§ Apply what you read
**A.** In the forum thread about breeding mack snow albino geckos, what percentages does Great-Geckos give for the offspring of a mack snow bred to a mack snow?
**B.** Extend the forum thread about breeding mack snow albino geckos, picking up right after its final line.

§ Supplied text
_ _ _ _ _ _ _

# mack snow albino x mack snow albino?



## steve962 (Aug 21, 2007)

:grin1: please could someone help me with the babies i may get from pairing these two together? thanks


----------



## Great-Geckos (Jul 25, 2007)

*Hmm*

I'm going to have a go at answering this, but wait for someone to come and correct me where I go wrong possibilities - 

Normals
Macks snow het albinos
supersnow het albino
albinos
albino macks snows
normals

I think


----------



## steve962 (Aug 21, 2007)

cheers thankyou!


----------



## Great-Geckos (Jul 25, 2007)

*Ohhhhh*

Nooo, don't take my word for it - I'm still learning genetics - wait for someone to come along and either put me right, add some, take away some etc. Don't want you coming out with all the wrong babies because I was practising.:smile:


----------



## arkreptiles (Sep 26, 2007)

I'd suggest 50% Mack super snow albino and 50% mack snow albino


----------



## steve962 (Aug 21, 2007)

hey guys you tryin to confuse me or what?:lol2:


----------



## Great-Geckos (Jul 25, 2007)

*yes...........*



nicklamb said:


> I'd suggest 50% Mack super snow albino and 50% mack snow albino


but, don't forget the two albino hets - albino X albino = albino

Not 100% sure about the normals as there is hets involved, but I put that one in as mack snow x mack snow can give a percentage of normals.


----------



## arkreptiles (Sep 26, 2007)

Mack Snows are co-dominant therefore, no normals I believe



Great-Geckos said:


> but, don't forget the two albino hets - albino X albino = albino
> 
> Not 100% sure about the normals as there is hets involved, but I put that one in as mack snow x mack snow can give a percentage of normals.


----------



## snakelover (Dec 17, 2006)

Im going with that!


nicklamb said:


> I'd suggest 50% Mack super snow albino and 50% mack snow albino


i​


----------



## Great-Geckos (Jul 25, 2007)

*No........*

Mack snows are co-dominant but a mack snow breeding to a mack snow will produce a percentage of normals. In fact, 25% supersnows 25% normals and 50% mack snows.

However, as I say, I'm not sure whether the normals still figure in the equation where the albino het is present.


----------



## Ssthisto (Aug 31, 2006)

They're both Mack Snow Albinos (not het albinos) as per the original post. So you'd get:

25% Albino (not carrying Mack Snow)

_ _ _ _ _ _ _

§ Source information
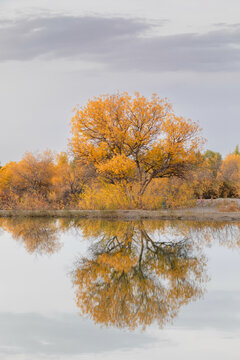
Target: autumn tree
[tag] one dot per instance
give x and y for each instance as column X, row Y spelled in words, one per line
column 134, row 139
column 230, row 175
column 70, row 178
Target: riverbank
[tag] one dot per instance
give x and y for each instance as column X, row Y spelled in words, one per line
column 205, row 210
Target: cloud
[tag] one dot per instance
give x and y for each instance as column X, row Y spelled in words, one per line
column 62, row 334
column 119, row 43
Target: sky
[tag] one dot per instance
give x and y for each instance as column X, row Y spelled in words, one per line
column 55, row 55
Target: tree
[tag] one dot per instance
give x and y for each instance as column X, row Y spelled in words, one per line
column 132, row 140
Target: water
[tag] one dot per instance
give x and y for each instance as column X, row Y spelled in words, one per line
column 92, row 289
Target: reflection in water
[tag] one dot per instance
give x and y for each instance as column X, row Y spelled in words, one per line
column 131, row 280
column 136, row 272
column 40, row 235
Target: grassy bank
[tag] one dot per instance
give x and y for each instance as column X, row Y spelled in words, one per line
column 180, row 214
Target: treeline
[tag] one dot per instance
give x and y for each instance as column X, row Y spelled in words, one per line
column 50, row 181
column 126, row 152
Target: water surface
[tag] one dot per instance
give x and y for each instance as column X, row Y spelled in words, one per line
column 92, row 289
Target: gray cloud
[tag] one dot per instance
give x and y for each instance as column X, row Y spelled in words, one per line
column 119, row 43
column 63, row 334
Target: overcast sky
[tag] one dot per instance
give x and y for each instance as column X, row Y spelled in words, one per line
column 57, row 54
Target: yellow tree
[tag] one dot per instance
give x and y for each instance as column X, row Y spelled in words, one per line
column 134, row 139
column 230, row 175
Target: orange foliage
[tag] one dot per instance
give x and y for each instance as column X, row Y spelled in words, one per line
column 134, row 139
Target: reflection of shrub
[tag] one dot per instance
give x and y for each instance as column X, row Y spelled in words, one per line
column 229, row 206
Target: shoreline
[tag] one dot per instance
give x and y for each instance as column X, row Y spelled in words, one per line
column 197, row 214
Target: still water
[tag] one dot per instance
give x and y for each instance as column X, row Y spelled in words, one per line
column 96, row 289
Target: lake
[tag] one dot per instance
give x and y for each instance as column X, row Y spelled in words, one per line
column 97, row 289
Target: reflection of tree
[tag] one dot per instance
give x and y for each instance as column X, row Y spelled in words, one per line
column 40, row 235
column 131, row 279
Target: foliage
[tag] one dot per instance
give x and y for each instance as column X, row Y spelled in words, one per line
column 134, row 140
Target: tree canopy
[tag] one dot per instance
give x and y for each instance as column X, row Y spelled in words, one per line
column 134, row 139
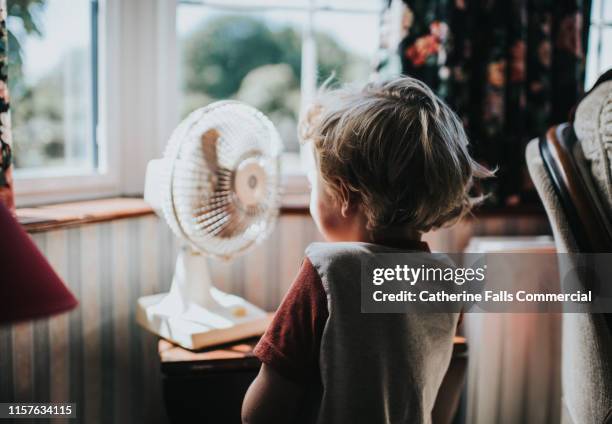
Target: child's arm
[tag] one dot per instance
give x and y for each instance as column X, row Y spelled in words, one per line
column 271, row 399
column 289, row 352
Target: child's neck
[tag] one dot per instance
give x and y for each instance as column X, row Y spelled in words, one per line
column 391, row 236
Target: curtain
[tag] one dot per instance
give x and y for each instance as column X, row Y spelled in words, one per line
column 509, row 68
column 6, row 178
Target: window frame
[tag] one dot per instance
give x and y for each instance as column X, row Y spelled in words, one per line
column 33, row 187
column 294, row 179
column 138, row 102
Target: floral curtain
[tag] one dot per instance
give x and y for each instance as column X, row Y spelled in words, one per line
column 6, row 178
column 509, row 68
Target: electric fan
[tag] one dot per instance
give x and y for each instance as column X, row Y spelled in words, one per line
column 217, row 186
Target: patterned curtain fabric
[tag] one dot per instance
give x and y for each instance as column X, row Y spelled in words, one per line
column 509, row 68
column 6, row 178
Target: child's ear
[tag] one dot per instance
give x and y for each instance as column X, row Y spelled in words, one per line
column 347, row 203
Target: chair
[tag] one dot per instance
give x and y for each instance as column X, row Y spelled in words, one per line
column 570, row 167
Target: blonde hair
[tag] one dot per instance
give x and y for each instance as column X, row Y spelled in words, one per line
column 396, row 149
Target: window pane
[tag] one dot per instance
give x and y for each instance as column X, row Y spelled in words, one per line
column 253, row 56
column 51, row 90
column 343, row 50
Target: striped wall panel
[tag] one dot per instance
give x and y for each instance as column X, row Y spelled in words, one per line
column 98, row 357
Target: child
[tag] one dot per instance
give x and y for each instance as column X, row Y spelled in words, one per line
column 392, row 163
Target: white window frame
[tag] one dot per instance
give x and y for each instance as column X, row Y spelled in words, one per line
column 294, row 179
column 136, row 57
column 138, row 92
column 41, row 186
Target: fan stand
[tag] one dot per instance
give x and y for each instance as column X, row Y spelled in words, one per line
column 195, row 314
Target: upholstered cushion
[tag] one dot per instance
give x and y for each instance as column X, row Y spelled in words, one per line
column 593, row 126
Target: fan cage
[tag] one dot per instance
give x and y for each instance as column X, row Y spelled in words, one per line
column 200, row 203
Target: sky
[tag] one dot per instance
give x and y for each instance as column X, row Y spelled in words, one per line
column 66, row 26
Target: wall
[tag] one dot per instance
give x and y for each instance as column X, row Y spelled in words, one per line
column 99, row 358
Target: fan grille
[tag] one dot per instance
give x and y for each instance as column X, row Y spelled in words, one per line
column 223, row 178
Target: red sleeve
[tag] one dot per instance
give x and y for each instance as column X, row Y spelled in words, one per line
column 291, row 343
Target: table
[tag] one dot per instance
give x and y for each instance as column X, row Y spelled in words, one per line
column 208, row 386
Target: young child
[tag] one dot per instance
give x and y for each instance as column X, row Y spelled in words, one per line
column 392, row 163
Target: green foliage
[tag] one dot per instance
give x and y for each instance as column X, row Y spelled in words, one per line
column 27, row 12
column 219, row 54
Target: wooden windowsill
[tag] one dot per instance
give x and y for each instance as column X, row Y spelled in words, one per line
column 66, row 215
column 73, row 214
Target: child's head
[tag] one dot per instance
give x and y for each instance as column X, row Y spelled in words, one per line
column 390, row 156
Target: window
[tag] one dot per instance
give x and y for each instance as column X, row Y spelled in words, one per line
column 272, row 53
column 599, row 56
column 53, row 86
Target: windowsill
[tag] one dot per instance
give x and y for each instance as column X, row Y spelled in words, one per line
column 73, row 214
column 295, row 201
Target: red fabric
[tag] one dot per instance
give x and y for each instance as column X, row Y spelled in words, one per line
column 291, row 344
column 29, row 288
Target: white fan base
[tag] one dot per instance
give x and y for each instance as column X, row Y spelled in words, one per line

_ _ _ _ _ _ _

§ Your responses
**A.** 25% supersnows, 25% normals and 50% mack snows.

**B.**
50% Mack Snow Albino
25% Super Snow Albino


----------



## arkreptiles (Sep 26, 2007)

Quite right chap, I got mack snows and super snows mixed!! 

Thinking about it the cross could produce, mack super snows, mack super snow het albino's, mack snows, mack snow het albino's, albinos, mack snow albino's het albino's and a 1/64 chance of a normal!!!


----------



## arkreptiles (Sep 26, 2007)

but since they are not hets Ssthisto is spot on as usual!! what would we do without ? - we'd all be very confused!!!


----------



## steve962 (Aug 21, 2007)

*still confused*

tell ye what guys i,ll just do it and let you know!:Na_Na_Na_Na:


----------



## Great-Geckos (Jul 25, 2007)

*but..................*

we are very confused.

We just rely on Sshisto to unfuddle us afterwards, which he always does. :no1:


----------



## steve962 (Aug 21, 2007)

Ssthisto said:


> They're both Mack Snow Albinos (not het albinos) as per the original post. So you'd get:
> 
> 25% Albino (not carrying Mack Snow)
> 50% Mack Snow Albino
> 25% Super Snow Albino


 i knew you the man! cheers


----------



## Ssthisto (Aug 31, 2006)

Great-Geckos said:


> we are very confused.
> 
> We just rely on Sshisto to unfuddle us afterwards, which he always does. :no1:


And apparently when I'm unfuddling others I'm getting my gender totally fuddled - I'm female 

But yeah, two homozygous albinos can't produce any non-albino offspring... but a Mack Snow is "het" for the gene that gives them the Mack appearance, so sometimes they will produce non-Mack offspring. And of course, sometimes they will also produce Super Snow homozygous offspring


----------



## steve962 (Aug 21, 2007)

*woops!*

:mf_dribble:so sorry it never croosed my mind you may be a girl! and i,m so so jealous of your genetics knowledge!

sorry again


----------



## Great-Geckos (Jul 25, 2007)

*Whoops!*



steve962 said:


> :mf_dribble:so sorry it never croosed my mind you may be a girl! and i,m so so jealous of your genetics knowledge!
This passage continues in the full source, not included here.